◆ What you need to do:
[1] From the e-Book sale post, repeat the passage starting at "Check out the" and ending at "the real thing.".
[2] According to the e-Book sale post, through what date are the e-Books priced at $1.99?
[3] Write the next part of the e-Book sale post, picking up after its final sentence.

◆ Page excerpt:
......
The good folks at Algonquin Books are running another quality e-Book sale. The following e-Books are all on sale for $1.99 through March 25, 2012. They’re all available on our website, just like virtually every other e-Book out there, because it’s true, we sell e-Books. All of them. And we sell the majority of them to you at the same price as any other retailer. You can download the Indiebound E-Reader App to make supporting your indie bookstore while reading digitally all the easier.
Check out the deals:
Breakfast with Buddha
by Roland Merullo
When his sister tricks him into taking her guru on a trip to their childhood home, Otto Ringling, a confirmed skeptic, is not amused. Six days on the road with an enigmatic holy man who answers every question with a riddle is not what he’d planned. But in an effort to westernize his passenger—and amuse himself—he decides to show the monk some “American fun” along the way. Gradually, skepticism yields to amazement as he realizes that his companion might just be the real thing.
......
◆ Listed entries:
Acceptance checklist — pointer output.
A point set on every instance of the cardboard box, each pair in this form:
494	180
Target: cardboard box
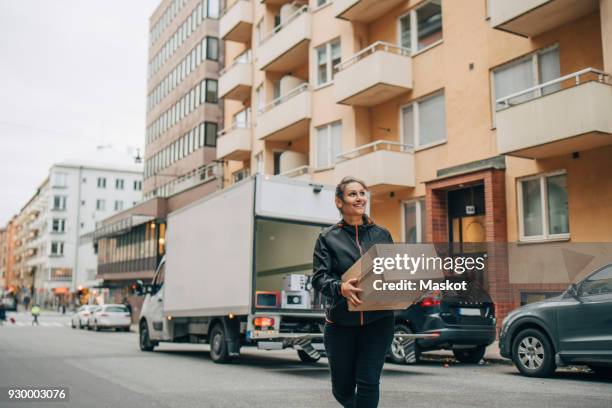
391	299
......
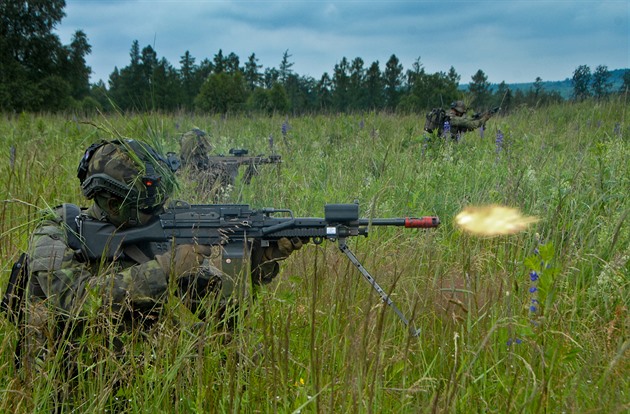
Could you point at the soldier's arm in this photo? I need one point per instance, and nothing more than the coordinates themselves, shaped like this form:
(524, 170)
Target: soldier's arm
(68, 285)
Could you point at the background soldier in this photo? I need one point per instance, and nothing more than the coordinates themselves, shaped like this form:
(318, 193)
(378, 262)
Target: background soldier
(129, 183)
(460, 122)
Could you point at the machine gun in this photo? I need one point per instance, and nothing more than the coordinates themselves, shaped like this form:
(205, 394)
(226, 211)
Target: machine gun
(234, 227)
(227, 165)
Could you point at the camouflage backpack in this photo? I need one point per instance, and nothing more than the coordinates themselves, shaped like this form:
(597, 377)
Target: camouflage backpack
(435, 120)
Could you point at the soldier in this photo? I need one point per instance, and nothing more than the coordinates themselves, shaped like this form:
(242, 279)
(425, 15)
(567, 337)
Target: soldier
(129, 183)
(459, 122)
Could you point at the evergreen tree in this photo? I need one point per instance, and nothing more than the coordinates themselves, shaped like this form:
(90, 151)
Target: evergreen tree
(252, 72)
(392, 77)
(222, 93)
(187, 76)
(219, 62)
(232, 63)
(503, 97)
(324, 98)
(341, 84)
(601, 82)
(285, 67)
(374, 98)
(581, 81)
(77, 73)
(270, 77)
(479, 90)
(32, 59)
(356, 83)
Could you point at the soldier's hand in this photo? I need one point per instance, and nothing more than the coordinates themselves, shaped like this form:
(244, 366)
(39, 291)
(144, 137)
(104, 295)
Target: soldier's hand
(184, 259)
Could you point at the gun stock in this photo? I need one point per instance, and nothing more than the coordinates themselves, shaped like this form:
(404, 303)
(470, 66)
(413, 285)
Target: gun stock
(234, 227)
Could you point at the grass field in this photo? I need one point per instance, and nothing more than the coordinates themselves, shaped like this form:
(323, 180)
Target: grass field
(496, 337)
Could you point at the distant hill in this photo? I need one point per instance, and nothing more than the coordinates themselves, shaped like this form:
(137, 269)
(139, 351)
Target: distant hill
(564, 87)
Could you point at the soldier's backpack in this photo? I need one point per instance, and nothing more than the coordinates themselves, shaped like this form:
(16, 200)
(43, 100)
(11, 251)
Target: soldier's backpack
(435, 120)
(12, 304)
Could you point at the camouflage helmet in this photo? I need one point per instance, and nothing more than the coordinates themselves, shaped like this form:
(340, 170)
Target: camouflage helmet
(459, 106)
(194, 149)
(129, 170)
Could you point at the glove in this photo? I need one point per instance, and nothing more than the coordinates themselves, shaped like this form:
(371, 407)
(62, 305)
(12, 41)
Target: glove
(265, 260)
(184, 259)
......
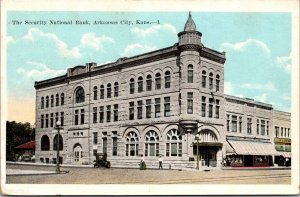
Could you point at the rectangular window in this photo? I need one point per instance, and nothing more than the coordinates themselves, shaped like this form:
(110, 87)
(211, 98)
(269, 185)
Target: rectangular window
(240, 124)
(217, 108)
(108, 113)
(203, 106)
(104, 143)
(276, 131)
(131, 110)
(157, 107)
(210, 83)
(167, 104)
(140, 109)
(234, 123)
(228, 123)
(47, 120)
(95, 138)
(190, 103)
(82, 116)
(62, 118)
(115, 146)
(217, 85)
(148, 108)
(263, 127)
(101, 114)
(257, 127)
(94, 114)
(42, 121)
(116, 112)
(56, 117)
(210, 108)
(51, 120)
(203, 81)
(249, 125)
......
◆ Answers given:
[1]
Check out the deals:
Breakfast with Buddha
by Roland Merullo
When his sister tricks him into taking her guru on a trip to their childhood home, Otto Ringling, a confirmed skeptic, is not amused. Six days on the road with an enigmatic holy man who answers every question with a riddle is not what he’d planned. But in an effort to westernize his passenger—and amuse himself—he decides to show the monk some “American fun” along the way. Gradually, skepticism yields to amazement as he realizes that his companion might just be the real thing.

[2] March 25, 2012.

[3]
Gossip of the Starlings
by Nina de Gramont
When Catherine Morrow is admitted to the Esther Percy School for Girls, it’s on the condition that she reform her ways. But that’s before the beautiful and charismatic Skye Butterfield, daughter of the famous Senator Butterfield, chooses Catherine for her best friend. Skye is in love with danger and the thrill of breaking rules, taking risks, and crossing boundaries, no matter the stakes. The problem is, the stakes keep getting higher, and Catherine can neither resist Skye nor stop her from taking down everyone around her.
The Resurrectionist
by Jack O’Connell
Part classic noir thriller, part mind-bending fantasy, “The Resurrectionist” is a wild ride into a territory where nothing is as it appears. It is the story of Sweeney, a druggist by trade, and his son, Danny, the victim of an accident that has left him in a persistent coma. Hoping for a miracle, they have come to the forbidding, fortresslike Peck Clinic, whose doctors claim to have “resurrected” other patients who were lost in the void. What Sweeney comes to realize, however, is that the real cure for his son’s condition may lie in Limbo, a fantasy comic book world into which his son had been drawn at the time of his accident. Plunged into the intrigue that envelops the clinic, Sweeny’s search for answers leads to sinister back alleys, brutal dead ends, and terrifying corners of darkness and mystery.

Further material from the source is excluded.